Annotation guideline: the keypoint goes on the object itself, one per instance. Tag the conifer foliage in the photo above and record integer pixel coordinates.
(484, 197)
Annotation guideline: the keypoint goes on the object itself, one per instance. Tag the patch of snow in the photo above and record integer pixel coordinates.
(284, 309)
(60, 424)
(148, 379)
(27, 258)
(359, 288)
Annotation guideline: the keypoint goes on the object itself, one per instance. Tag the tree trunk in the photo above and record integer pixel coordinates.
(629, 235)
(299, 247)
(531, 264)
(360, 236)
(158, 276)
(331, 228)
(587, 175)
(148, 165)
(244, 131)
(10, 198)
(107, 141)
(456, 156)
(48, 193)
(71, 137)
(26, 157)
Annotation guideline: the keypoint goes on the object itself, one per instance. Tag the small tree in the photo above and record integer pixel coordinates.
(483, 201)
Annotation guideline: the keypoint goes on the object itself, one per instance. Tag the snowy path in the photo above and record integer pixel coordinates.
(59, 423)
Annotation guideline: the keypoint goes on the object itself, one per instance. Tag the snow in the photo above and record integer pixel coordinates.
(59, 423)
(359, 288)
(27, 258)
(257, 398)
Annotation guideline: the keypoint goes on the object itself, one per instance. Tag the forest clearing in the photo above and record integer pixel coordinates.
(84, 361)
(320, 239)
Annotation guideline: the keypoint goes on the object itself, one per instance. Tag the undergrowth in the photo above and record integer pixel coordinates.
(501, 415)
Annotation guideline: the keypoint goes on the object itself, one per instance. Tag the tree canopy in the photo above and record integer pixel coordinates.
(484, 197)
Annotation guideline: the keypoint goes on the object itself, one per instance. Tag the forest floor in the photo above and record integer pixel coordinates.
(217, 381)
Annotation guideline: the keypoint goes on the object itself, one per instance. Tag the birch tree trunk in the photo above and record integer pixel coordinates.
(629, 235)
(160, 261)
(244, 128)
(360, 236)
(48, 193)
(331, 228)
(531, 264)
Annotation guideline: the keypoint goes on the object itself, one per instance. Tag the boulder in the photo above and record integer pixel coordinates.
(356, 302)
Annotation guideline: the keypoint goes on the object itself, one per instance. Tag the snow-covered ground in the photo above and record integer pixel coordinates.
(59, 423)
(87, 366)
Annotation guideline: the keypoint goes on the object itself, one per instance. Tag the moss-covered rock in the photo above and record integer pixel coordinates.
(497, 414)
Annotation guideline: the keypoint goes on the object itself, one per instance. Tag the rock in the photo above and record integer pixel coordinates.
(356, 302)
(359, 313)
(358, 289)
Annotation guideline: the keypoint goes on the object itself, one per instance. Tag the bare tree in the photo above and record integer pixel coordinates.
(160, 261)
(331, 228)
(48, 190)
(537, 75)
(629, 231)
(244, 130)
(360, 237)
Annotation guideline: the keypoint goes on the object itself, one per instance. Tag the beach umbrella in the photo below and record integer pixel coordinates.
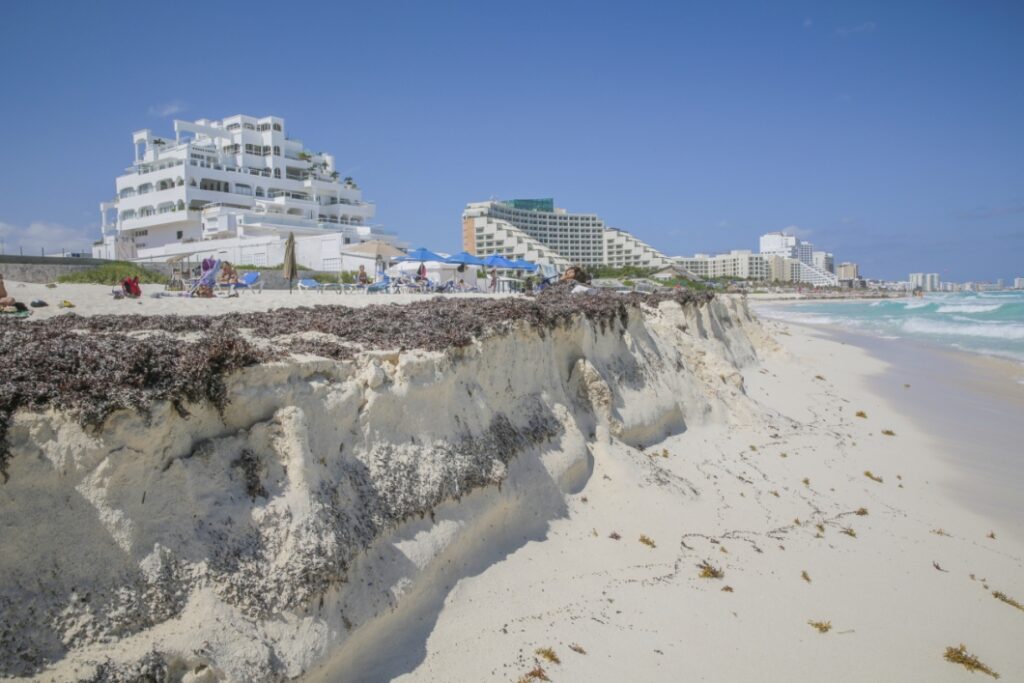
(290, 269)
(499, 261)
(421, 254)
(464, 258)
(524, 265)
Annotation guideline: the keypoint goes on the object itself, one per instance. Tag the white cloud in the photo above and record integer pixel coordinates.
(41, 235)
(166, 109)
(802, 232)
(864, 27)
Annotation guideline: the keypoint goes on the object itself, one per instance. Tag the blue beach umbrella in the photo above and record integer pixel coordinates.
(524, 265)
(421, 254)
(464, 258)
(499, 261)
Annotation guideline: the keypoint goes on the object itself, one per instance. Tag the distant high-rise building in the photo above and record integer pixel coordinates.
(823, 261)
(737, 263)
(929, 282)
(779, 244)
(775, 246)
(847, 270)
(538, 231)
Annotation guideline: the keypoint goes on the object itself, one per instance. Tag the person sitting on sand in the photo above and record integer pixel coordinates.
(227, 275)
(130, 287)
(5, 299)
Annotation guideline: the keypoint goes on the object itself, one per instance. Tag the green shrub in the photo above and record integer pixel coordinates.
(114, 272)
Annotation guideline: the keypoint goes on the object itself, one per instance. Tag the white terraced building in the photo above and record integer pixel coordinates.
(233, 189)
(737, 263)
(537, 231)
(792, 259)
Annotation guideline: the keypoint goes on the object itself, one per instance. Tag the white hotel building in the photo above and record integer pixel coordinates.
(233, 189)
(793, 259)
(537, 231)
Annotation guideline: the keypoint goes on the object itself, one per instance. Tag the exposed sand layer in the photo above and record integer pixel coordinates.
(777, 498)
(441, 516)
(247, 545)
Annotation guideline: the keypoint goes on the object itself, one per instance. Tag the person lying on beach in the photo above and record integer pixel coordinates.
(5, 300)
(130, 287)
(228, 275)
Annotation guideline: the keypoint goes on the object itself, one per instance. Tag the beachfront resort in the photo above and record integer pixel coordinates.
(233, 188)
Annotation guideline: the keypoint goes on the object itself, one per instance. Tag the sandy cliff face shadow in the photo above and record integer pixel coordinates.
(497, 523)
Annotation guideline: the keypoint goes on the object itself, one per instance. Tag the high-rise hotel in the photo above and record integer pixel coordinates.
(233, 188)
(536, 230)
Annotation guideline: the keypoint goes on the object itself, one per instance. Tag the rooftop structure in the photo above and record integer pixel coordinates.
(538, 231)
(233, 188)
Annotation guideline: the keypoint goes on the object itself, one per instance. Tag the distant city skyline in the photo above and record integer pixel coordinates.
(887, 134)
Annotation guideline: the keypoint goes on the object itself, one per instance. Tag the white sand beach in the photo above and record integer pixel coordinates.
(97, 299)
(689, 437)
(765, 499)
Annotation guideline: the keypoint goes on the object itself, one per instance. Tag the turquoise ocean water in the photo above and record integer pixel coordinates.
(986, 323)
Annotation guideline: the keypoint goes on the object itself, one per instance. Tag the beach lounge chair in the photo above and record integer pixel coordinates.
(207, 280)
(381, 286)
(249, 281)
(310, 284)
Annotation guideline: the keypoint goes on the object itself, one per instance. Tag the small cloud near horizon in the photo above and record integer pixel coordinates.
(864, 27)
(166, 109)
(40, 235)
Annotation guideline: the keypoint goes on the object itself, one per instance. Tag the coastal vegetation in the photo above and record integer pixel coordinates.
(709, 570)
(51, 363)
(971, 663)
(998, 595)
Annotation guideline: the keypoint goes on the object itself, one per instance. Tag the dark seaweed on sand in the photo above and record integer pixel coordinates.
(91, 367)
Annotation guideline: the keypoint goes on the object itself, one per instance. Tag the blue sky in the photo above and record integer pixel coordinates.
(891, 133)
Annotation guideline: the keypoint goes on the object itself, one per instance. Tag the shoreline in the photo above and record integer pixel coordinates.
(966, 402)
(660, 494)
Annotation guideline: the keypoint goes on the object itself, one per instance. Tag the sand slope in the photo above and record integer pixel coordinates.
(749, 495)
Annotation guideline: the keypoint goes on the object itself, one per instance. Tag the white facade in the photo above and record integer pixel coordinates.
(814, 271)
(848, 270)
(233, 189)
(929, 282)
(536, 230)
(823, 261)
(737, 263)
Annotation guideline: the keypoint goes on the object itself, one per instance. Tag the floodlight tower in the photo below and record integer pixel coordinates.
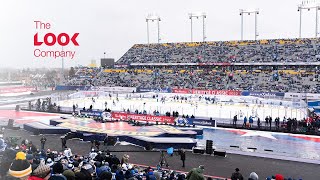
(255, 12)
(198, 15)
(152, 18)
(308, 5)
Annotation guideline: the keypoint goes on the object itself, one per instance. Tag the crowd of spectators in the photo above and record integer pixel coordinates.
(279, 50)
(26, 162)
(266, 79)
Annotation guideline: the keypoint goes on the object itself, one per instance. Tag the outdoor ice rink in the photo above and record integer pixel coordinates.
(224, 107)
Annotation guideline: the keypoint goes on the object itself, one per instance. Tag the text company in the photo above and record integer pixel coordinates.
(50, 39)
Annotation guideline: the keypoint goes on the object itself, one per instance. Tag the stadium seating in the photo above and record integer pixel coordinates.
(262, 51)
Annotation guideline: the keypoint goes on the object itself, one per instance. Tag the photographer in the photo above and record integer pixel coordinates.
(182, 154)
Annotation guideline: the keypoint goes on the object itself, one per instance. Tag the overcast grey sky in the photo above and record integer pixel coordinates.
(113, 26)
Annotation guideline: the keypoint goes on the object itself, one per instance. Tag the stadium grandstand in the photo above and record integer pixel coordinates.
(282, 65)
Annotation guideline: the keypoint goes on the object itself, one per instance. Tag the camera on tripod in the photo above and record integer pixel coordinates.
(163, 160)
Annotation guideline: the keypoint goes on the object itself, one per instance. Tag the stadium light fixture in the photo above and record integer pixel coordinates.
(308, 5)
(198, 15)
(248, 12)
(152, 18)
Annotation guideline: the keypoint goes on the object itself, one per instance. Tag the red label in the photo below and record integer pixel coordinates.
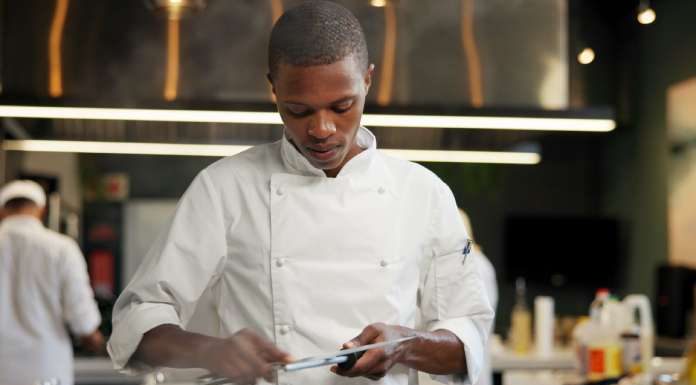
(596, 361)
---*---
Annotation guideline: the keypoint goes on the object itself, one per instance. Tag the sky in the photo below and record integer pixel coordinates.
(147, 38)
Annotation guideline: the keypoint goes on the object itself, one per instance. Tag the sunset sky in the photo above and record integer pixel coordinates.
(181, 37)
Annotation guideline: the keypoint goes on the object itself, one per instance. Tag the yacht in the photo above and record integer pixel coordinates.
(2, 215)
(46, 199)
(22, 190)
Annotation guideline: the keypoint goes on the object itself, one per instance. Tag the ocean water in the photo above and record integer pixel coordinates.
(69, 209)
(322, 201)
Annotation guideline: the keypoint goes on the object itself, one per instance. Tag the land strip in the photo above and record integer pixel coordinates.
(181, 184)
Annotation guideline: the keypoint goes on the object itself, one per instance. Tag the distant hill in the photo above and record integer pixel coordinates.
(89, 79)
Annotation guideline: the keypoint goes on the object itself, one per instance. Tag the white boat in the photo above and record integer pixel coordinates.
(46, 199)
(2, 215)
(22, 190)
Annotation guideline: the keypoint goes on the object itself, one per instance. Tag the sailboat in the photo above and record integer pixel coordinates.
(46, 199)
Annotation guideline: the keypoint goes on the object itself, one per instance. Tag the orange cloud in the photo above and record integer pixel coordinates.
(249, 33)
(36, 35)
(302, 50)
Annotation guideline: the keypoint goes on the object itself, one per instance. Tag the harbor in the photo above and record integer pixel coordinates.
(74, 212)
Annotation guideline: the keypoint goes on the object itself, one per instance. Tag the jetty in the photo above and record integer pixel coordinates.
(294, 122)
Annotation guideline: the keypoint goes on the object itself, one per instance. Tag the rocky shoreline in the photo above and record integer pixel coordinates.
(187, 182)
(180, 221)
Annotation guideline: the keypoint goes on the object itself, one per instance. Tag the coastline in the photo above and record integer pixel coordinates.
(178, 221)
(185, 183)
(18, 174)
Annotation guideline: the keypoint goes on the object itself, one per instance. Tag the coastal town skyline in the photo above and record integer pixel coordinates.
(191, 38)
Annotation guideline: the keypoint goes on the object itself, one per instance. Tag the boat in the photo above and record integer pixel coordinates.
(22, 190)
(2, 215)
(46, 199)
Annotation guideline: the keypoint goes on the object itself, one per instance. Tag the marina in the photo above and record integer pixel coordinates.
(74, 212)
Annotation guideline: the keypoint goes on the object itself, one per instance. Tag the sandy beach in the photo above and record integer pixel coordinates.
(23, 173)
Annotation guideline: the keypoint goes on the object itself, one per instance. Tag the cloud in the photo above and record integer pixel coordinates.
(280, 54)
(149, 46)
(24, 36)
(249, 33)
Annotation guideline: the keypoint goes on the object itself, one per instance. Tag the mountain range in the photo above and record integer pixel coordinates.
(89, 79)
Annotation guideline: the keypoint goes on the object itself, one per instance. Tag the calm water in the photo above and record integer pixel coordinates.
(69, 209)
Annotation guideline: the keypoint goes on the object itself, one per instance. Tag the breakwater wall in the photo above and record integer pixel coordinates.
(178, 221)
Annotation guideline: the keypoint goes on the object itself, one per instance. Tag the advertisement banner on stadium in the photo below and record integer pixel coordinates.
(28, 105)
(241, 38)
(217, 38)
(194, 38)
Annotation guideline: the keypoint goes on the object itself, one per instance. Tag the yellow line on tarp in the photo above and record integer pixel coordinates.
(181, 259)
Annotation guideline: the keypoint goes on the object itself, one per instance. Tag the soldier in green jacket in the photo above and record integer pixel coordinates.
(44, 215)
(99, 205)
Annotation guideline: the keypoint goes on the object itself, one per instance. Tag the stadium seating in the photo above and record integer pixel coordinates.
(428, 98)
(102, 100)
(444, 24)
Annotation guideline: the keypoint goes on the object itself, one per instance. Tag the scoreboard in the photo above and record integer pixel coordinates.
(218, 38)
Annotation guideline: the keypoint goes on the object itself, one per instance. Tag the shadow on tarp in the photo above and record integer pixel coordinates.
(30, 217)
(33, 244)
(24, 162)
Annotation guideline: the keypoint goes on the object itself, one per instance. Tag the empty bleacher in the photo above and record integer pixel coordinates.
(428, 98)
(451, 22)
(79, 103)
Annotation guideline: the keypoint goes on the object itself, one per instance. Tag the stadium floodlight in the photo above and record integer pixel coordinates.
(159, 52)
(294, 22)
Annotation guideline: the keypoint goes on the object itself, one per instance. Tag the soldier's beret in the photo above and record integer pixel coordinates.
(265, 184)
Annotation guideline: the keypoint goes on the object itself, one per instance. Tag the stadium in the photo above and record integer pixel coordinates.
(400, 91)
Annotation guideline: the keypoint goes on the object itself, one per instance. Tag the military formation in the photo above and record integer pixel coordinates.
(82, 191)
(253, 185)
---*---
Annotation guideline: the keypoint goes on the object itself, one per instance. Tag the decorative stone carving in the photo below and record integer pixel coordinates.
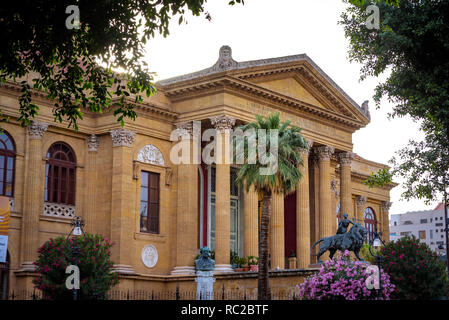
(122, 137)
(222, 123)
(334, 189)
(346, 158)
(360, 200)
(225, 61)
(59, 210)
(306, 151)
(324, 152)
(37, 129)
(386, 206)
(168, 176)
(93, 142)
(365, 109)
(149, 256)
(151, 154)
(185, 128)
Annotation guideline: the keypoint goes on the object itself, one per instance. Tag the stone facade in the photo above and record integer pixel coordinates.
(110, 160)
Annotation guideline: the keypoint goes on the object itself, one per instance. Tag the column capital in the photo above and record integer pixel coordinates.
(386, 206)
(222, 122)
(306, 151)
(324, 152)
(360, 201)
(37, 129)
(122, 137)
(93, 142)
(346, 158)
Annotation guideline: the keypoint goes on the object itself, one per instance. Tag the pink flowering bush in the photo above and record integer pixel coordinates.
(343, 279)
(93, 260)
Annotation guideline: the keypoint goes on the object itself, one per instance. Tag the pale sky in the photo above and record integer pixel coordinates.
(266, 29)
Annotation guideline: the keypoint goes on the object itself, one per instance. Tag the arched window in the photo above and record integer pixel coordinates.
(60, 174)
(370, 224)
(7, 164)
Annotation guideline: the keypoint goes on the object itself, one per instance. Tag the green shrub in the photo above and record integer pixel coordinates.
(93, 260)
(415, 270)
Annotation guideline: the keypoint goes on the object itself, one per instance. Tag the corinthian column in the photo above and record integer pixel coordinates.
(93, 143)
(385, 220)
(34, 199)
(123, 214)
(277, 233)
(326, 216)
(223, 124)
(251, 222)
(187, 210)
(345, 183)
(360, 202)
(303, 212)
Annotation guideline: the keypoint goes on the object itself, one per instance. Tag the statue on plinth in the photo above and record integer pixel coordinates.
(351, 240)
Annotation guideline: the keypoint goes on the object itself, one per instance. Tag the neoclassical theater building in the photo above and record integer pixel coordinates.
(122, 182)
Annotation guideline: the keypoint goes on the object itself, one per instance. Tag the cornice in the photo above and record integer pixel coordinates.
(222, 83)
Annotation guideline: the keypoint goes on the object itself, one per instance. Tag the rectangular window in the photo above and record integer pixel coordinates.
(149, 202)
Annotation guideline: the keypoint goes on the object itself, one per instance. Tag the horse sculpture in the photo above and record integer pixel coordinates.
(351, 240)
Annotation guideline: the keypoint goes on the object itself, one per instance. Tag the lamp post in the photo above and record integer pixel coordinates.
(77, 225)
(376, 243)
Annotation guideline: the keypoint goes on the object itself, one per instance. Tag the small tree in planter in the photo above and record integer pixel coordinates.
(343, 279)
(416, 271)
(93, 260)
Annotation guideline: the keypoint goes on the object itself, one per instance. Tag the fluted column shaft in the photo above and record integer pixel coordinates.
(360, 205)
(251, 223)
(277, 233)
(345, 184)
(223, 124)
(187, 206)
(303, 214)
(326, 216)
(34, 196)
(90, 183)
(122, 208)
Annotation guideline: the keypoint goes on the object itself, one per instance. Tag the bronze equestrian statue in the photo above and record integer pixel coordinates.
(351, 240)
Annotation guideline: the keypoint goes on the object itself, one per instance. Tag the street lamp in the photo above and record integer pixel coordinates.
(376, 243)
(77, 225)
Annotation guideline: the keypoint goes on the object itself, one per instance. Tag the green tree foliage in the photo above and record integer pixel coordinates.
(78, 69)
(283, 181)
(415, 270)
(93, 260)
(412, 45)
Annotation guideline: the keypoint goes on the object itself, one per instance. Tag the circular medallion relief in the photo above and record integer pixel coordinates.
---*---
# [What you should do]
Among the entries above, find the line with "tree in planter" and the line with "Tag the circular"; give again exactly these two lines and all lines between them.

# [Written solution]
Annotation guideline: the keypoint goes on the object itself, one per instance. Tag the small tree in planter in the photo above and record integer pixel coordinates.
(343, 279)
(416, 271)
(93, 260)
Annotation guideline: the keypoint goes on the object itself, one per instance. Tag the fluted column shaft in the photo above and record integer pixel coordinates.
(360, 205)
(251, 223)
(277, 233)
(345, 184)
(223, 124)
(187, 206)
(303, 214)
(326, 216)
(34, 196)
(90, 183)
(122, 208)
Annotation guideline: the keypoint goes on the object itself, one per instance. Tag the bronze equestrian statue in the photo above and record integer pixel coordinates.
(351, 240)
Annotation guideline: the keypoint goes on the object itself, one per instance. Tag the street lamp in the photo above and record integer pixel coordinates.
(376, 243)
(77, 225)
Annotation guideline: the keypoint goes on the object itself, one per instance. Tag the green tree foliage in the photo above and record integer pixel coordinates.
(78, 69)
(283, 181)
(415, 270)
(93, 260)
(412, 45)
Annotation guideline: the keypoint goes on the object itself, one per instance. Tag the circular medallion relief in the photo above and record integer pixel coordinates.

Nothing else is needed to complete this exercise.